__WHAT IS ASKED__: Render as a numbered list the part that opens with the row containing "Please segment every instance of the window." and closes with the row containing "170L172 170L172 156L169", both included, leaving out any blank rows.
^^^^
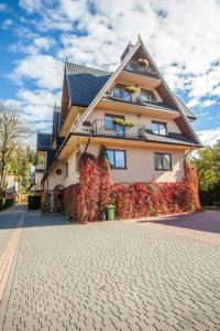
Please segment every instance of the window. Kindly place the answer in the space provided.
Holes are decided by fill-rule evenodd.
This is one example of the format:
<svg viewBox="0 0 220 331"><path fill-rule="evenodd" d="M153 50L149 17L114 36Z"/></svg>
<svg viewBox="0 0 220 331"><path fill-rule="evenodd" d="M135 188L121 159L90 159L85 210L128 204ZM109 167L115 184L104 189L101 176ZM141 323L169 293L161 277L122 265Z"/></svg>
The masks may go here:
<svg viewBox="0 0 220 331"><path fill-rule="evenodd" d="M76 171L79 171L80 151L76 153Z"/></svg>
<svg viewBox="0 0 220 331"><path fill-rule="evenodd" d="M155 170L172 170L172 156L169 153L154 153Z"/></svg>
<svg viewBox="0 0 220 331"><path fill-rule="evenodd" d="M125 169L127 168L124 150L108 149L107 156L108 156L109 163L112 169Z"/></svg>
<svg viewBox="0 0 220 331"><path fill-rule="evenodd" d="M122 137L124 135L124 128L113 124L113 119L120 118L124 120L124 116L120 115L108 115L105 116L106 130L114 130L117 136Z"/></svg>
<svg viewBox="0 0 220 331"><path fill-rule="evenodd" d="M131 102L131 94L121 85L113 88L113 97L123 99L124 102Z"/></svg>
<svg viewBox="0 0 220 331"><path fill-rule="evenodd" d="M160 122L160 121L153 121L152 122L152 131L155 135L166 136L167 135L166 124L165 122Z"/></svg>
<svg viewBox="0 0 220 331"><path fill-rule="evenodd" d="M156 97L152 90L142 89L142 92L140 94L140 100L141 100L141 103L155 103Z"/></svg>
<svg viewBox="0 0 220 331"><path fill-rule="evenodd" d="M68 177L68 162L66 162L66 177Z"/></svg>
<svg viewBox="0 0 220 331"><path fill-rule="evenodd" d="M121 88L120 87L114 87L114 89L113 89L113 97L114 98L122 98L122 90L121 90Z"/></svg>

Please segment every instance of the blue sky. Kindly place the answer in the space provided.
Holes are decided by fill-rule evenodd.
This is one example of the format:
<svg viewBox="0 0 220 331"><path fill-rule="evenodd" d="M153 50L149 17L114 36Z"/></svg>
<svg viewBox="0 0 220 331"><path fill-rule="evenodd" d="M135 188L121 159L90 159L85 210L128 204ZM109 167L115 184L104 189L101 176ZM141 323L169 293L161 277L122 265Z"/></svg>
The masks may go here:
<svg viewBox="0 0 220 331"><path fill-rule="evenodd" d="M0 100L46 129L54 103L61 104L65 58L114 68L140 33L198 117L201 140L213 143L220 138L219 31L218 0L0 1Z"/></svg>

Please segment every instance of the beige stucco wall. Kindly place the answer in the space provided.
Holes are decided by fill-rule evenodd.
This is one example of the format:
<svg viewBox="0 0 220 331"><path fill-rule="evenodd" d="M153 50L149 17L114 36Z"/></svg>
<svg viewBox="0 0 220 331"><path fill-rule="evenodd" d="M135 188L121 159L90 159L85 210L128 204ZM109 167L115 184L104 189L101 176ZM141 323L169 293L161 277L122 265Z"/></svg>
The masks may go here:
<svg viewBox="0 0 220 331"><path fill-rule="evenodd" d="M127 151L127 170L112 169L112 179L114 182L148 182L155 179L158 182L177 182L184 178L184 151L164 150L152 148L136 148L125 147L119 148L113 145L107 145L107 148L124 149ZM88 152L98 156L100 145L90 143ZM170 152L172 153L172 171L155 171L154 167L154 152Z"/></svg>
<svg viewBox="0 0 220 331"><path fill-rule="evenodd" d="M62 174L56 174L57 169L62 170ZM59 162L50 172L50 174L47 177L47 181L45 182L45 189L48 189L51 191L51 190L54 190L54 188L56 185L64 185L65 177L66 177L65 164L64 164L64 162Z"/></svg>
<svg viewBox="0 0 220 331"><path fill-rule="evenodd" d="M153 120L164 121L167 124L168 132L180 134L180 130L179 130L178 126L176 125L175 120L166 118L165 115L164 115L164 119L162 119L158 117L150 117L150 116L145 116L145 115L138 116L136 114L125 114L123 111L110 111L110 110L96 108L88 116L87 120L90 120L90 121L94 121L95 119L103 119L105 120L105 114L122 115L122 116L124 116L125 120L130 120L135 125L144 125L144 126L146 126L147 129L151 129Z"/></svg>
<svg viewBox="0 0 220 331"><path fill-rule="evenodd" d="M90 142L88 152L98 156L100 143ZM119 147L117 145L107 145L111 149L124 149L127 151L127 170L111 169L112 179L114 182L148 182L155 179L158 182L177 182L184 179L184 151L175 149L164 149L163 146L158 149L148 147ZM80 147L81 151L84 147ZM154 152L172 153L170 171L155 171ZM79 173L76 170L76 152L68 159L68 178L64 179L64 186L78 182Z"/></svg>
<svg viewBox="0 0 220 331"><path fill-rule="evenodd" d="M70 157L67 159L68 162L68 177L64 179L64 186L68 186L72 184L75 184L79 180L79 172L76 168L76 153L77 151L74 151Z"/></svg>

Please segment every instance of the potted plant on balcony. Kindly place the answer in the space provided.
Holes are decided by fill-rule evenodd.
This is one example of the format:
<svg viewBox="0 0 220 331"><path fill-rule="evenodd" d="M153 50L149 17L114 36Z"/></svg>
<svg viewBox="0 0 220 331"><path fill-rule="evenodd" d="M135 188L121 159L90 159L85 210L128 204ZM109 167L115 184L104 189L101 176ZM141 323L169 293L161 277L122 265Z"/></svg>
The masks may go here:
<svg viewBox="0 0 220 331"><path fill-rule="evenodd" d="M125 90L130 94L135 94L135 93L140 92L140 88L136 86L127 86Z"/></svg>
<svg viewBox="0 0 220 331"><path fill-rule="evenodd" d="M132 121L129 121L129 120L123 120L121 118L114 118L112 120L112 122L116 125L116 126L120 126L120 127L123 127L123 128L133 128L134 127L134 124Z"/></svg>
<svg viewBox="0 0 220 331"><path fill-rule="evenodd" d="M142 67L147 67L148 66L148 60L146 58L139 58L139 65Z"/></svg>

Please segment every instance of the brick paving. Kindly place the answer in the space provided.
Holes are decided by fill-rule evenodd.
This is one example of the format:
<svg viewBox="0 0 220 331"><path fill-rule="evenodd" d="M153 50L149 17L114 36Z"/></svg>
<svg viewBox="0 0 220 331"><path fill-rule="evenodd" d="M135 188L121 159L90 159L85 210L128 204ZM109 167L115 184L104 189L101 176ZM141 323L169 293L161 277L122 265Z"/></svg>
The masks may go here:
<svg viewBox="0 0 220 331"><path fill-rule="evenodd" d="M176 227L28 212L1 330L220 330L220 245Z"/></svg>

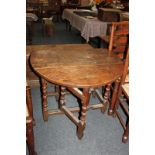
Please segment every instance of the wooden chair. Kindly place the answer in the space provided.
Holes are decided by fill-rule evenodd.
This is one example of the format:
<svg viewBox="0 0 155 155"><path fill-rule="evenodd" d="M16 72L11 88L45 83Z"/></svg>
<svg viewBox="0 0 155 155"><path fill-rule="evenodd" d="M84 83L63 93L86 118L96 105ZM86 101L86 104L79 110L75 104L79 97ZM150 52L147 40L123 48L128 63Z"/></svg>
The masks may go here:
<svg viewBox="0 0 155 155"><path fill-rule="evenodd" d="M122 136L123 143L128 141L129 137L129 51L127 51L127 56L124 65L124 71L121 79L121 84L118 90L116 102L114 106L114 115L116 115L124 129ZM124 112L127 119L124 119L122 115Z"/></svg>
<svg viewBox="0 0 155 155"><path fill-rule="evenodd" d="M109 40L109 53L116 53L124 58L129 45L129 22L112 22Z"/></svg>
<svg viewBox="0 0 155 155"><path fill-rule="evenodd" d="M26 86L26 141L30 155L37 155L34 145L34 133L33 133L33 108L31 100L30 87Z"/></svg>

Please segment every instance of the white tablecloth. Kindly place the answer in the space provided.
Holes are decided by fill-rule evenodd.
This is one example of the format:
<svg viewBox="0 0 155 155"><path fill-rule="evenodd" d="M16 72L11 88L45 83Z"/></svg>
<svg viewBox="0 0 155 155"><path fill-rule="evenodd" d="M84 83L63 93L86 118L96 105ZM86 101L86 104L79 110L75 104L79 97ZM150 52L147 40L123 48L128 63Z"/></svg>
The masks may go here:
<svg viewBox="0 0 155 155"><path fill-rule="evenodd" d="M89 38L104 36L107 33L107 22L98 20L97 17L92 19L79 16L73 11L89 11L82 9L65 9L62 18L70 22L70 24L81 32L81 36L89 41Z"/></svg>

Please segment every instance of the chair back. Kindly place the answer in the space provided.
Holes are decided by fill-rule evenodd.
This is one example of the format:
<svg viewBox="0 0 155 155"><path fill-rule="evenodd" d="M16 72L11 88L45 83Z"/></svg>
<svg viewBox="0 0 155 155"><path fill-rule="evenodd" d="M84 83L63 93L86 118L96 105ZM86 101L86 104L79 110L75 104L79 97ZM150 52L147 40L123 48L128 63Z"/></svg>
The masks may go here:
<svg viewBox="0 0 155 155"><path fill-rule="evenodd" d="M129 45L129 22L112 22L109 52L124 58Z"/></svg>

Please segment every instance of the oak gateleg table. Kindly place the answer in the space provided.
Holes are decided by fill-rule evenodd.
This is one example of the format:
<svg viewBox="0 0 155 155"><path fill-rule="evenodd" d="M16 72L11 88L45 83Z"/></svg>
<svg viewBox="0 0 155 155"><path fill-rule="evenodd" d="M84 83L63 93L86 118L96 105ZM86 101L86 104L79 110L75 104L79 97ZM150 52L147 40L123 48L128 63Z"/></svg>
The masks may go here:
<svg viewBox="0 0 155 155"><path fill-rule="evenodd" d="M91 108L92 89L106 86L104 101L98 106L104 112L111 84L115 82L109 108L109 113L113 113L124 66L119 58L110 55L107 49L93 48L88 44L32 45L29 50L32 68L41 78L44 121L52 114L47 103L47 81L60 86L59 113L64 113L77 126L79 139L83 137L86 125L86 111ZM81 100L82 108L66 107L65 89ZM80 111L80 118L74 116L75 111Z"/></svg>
^^^^
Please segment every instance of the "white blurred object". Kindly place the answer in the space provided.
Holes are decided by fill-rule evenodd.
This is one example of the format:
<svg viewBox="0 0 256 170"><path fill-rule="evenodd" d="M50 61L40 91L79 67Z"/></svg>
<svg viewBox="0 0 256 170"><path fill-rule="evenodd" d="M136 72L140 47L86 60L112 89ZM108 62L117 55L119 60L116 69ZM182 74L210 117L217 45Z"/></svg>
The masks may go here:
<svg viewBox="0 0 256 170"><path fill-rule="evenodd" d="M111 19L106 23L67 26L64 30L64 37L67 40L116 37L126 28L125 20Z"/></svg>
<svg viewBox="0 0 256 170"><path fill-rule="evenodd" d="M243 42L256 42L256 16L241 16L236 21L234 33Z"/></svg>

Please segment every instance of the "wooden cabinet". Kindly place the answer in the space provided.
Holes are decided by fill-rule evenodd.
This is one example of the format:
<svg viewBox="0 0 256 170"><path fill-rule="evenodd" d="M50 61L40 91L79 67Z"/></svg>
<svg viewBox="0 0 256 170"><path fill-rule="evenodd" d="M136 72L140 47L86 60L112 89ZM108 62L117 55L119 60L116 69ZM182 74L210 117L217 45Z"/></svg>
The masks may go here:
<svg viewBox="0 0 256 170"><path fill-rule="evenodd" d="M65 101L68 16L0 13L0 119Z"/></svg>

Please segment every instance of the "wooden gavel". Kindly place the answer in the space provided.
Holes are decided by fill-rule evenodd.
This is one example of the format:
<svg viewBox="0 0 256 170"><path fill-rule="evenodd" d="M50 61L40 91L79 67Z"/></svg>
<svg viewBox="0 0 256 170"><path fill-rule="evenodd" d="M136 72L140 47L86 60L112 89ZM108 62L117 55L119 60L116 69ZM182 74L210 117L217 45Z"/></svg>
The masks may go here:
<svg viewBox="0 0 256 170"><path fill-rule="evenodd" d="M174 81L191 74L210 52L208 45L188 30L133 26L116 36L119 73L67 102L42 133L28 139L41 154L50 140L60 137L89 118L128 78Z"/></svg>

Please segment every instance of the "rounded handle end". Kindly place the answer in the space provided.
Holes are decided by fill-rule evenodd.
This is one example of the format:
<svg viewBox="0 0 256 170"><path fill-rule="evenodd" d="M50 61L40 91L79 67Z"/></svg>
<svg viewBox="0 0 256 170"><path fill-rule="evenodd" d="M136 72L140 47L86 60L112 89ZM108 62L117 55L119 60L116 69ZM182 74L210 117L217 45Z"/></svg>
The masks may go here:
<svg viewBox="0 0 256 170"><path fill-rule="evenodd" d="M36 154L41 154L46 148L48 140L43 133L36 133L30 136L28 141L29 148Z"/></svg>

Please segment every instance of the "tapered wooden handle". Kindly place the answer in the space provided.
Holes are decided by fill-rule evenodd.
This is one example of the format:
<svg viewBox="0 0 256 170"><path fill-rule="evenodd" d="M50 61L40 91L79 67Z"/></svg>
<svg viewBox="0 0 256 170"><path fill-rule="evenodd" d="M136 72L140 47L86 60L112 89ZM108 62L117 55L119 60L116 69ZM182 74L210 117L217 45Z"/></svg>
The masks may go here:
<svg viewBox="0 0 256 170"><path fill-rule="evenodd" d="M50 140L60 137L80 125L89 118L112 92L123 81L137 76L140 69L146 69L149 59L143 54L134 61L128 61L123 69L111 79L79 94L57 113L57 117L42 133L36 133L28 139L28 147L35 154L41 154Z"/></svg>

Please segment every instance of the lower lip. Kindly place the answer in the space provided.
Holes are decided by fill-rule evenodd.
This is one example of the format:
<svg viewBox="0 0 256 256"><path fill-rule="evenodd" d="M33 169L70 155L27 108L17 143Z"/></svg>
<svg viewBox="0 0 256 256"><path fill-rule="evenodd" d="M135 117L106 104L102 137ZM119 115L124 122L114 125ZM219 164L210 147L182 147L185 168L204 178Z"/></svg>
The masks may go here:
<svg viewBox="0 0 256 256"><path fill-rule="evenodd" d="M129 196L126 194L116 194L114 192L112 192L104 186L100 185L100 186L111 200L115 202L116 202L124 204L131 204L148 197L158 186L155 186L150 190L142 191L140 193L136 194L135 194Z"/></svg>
^^^^
__TASK SOLUTION__:
1. Please segment every instance of the window. Kindly place the answer in the space provided.
2. Holes are decided by fill-rule evenodd.
3. This is one example of the format:
4. <svg viewBox="0 0 220 331"><path fill-rule="evenodd" d="M153 50L149 17L114 36Z"/></svg>
5. <svg viewBox="0 0 220 331"><path fill-rule="evenodd" d="M135 188L121 159L90 159L85 210L128 204ZM109 167L115 184L104 189L101 176ZM141 323L169 293L161 277L122 265Z"/></svg>
6. The masks may go here:
7. <svg viewBox="0 0 220 331"><path fill-rule="evenodd" d="M76 171L79 171L80 151L76 153Z"/></svg>
8. <svg viewBox="0 0 220 331"><path fill-rule="evenodd" d="M155 170L172 170L172 156L169 153L154 153Z"/></svg>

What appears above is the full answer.